[BEGIN Data in this exercise]
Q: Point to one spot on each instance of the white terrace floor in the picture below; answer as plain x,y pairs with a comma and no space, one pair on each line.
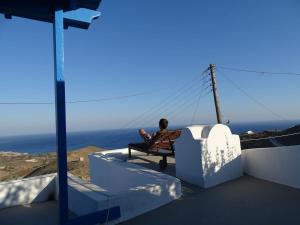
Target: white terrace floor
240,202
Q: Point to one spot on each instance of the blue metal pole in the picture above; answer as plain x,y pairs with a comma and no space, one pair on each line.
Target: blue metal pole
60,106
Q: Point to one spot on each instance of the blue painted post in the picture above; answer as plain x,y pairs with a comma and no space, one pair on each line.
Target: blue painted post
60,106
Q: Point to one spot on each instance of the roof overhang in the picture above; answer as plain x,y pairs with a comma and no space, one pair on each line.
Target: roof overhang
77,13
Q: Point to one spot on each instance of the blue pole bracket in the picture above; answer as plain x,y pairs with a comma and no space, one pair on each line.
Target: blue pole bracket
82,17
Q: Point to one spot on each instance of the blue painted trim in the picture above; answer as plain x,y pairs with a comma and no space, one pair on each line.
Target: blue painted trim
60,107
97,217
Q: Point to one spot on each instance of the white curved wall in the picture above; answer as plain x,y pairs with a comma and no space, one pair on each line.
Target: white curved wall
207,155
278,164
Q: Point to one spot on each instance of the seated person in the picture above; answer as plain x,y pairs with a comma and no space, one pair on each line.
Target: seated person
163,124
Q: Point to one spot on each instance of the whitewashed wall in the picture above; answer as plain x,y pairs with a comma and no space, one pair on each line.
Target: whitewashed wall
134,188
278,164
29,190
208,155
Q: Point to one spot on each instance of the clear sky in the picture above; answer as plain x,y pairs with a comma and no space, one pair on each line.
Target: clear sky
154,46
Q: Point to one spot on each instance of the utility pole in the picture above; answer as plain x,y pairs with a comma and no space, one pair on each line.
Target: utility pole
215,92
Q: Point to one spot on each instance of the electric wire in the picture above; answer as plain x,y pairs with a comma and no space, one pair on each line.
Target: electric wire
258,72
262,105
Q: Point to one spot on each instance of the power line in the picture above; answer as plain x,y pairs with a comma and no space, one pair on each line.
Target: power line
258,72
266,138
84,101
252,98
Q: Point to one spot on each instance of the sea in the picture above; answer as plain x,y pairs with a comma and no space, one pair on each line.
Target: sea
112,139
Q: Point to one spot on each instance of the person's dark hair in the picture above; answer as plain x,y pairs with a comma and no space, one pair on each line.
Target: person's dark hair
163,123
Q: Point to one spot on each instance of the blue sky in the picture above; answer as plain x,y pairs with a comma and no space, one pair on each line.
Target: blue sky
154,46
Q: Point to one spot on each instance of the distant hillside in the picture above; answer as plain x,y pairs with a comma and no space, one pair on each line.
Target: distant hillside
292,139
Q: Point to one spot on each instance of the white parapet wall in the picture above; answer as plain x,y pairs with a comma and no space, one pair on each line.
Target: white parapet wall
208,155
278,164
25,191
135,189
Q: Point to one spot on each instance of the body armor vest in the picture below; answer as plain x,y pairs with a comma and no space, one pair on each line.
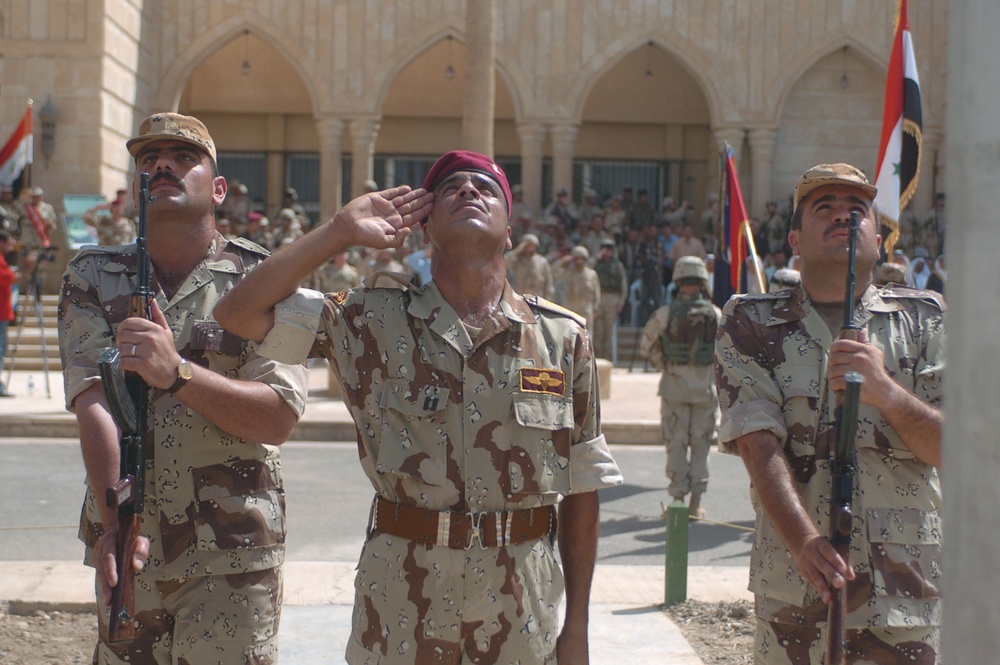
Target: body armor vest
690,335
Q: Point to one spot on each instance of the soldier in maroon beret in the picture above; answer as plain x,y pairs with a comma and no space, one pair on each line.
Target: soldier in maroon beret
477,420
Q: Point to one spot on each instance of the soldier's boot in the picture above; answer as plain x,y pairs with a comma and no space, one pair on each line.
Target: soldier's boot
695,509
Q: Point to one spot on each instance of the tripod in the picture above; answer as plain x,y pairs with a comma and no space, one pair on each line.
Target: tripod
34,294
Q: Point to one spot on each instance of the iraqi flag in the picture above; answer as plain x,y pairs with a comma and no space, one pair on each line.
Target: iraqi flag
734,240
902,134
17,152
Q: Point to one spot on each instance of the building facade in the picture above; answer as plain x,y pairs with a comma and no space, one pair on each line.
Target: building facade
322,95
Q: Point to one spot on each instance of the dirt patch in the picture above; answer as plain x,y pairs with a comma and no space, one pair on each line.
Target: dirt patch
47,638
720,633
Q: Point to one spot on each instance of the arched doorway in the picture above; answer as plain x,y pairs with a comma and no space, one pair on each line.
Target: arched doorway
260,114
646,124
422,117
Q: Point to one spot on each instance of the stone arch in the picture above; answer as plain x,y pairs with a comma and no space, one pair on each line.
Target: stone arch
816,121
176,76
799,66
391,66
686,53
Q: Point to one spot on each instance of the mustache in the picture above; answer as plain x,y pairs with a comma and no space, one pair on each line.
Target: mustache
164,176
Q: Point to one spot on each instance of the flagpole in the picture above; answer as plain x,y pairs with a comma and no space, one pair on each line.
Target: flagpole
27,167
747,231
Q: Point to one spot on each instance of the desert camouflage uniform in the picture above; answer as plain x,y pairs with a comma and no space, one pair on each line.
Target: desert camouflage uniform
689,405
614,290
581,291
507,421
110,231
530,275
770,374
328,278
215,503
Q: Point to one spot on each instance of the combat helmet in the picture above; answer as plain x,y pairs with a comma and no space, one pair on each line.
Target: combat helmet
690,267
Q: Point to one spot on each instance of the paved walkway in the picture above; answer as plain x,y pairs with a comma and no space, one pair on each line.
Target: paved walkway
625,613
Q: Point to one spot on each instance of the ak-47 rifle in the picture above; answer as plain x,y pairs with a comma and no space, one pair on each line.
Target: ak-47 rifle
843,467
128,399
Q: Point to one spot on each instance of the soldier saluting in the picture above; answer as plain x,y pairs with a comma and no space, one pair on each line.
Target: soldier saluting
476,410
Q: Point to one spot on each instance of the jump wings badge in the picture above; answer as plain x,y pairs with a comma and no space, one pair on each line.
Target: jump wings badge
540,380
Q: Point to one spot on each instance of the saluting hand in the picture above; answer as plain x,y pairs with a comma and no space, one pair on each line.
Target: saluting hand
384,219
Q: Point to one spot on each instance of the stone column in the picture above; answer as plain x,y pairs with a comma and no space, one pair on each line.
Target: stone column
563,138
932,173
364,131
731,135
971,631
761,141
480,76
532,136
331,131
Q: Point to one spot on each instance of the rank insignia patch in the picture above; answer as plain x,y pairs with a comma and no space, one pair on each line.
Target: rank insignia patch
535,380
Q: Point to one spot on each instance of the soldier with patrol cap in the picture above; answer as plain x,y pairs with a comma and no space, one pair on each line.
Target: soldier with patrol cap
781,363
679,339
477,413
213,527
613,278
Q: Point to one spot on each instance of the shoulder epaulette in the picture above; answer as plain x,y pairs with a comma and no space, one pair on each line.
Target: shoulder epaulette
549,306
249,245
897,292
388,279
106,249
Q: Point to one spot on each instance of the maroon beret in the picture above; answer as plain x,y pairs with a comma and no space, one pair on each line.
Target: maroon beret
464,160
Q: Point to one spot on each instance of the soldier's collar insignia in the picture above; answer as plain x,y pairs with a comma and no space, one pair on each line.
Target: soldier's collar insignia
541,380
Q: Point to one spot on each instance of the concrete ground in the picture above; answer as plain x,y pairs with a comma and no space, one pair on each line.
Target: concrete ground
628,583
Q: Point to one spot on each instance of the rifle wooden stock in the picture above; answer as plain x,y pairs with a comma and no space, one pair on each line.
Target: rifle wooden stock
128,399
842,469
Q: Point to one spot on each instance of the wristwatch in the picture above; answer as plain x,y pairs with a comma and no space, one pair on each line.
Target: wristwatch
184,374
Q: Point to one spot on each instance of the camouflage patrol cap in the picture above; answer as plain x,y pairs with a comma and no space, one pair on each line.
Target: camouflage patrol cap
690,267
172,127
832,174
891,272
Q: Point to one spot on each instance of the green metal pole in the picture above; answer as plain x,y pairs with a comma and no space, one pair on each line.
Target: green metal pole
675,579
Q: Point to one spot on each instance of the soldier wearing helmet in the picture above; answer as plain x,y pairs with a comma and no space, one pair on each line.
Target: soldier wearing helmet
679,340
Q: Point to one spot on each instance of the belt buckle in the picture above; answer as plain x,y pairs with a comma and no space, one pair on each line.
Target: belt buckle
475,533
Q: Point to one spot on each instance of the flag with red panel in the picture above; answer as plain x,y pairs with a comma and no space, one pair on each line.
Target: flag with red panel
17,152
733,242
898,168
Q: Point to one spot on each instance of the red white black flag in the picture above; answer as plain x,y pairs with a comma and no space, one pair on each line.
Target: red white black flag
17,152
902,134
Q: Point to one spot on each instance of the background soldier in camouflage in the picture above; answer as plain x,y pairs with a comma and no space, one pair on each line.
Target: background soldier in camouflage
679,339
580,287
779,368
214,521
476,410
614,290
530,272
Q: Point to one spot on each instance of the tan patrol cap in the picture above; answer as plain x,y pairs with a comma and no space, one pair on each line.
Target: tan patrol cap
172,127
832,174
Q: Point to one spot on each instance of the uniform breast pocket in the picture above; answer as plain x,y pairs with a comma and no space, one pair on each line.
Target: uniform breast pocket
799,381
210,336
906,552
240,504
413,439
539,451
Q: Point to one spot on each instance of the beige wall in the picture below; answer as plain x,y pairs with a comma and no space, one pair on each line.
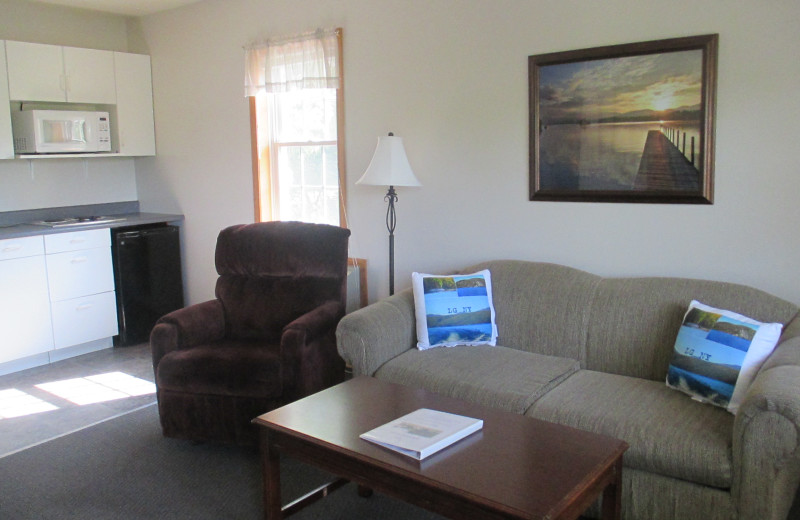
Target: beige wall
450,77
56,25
[END Data in this exercise]
### Stated task
Write out the lines of the material from the one containing "Q: Point to one spot on each instance of the tan" through the last, exactly and only those. Leave every picture out.

### Expected answer
Q: Point to one spot on each instance of the tan patrol cap in the picture above; answer as plain x,y pairs with a comma and no space, one pair on each line.
Target: tan patrol cap
172,127
832,174
Q: Point to one spot on each instance of the uniform breast pocket in the picture above; answer as plain x,y pairs with a comma and no space, one pair on each line.
Target: uniform breast pocket
799,381
210,336
906,552
240,504
413,439
539,451
Q: Point to one spot on each instance of the beige wall in the picture below; answer as plain x,y pairs with a comma and no space, one pair on each line.
Target: beige wall
450,77
56,25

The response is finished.